Document passage:
================================
In fact (from Wikipidia) ... "Frank Crawley created the R.C.M.P. series in an attempt to fulfill his dream of sharing "the Canadian Way" with the rest of the world. While not a fan of American-style cinema, Crawley wished R.C.M.P. to sign with a U.S. television network. American networks at that time demanded full control over any shows they broadcast and R.C.M.P. ended up with only a paltry take in American syndication."

Anyone remember this series? I do ... I believe it was on Friday evenings (CBC, the 1 TV channel we had)at 8:00 p.m.

biLL


09 Nov 07 - 02:36 PM (#2190012)
Subject: RE: BS: Obscure Canadian TV shows...
From: Metchosin

and every true Canadian must admit trying at one time to outdo the kids on Reach for the Top.


09 Nov 07 - 02:39 PM (#2190015)
Subject: RE: BS: Obscure Canadian TV shows...
From: bobad

How could we forget Percy Saltzman, Mooh, for most of us Canucks of a certain age, he is a part of our collective memories. This from his website:

"Percy Saltzman was the first face on Canadian TV when on September 8, 1952, CBC TV inaugurated English language broadcasting in Canada.

Percy lasted 30 years (1952-1982) during which he surfed the airwaves with 9000 weather performances (6000 TV, 3000 radio) plus 1000 interviews.

During his career Percy Saltzman garnered the Order of Canada; a seat in the Canadian Broadcasting Hall of Fame; and the Queen's Golden Jubilee Medal and China's accolade as the world's first weather entertainer.

Percy conned the CBC into giving him the air in the first place. "Who wants to watch a talking head spouting weather? Or even doing News?", they said. Like Hollywood, nobody knew nothing about nothing.

Percy Saltzman started TV Weather in glorious black and white, with a thick piece of chalk, a blackboard map, glasses without glass, a motor mouth, and a farewell flip, all larded with ham and schmaltz.

Each night when Percy finished his frantic three-minute weather blast, the map and he were coated in a thick cloud of chalk dust. Instant chaos they called Percy Saltzman."
================================
Task list:
a: Answer these from the forum thread:
(i) What kind of broadcaster did Crawley want R.C.M.P. to sign with?
(ii) On what date did CBC TV inaugurate English language broadcasting in Canada?
(iii) How many weather performances did Percy Saltzman give in total?
b: Return the part of the forum thread from "How could we" to "plus 1000 interviews.", copied exactly.
c: Translate this sentence from the forum thread into French: "Percy lasted 30 years (1952-1982) during which he surfed the airwaves with 9000 weather performances (6000 TV, 3000 radio) plus 1000 interviews."
The items after this point are separate material with no connection to the forum thread.
================================
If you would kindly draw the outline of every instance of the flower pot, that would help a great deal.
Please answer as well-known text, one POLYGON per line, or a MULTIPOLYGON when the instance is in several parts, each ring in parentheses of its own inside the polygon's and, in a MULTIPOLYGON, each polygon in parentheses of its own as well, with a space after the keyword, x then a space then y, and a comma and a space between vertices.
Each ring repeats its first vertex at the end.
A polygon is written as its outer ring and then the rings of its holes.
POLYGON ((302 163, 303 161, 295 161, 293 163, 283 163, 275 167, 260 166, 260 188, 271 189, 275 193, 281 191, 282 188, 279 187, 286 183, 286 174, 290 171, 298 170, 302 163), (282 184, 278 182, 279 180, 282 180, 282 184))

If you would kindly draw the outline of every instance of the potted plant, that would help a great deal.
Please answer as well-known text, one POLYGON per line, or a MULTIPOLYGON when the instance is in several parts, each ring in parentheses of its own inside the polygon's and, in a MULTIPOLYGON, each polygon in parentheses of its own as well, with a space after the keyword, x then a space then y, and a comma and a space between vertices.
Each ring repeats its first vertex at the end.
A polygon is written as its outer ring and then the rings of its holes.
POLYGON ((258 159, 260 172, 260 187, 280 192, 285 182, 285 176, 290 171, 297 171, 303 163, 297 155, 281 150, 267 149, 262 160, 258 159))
================================
Responses:
a:
(i) A U.S. television network.
(ii) September 8, 1952.
(iii) 9000 (6000 TV and 3000 radio).

b:
How could we forget Percy Saltzman, Mooh, for most of us Canucks of a certain age, he is a part of our collective memories. This from his website:

"Percy Saltzman was the first face on Canadian TV when on September 8, 1952, CBC TV inaugurated English language broadcasting in Canada.

Percy lasted 30 years (1952-1982) during which he surfed the airwaves with 9000 weather performances (6000 TV, 3000 radio) plus 1000 interviews.

c: Percy a tenu 30 ans (1952-1982), au cours desquels il a surfé sur les ondes avec 9000 prestations météo (6000 à la télévision, 3000 à la radio) ainsi que 1000 entrevues.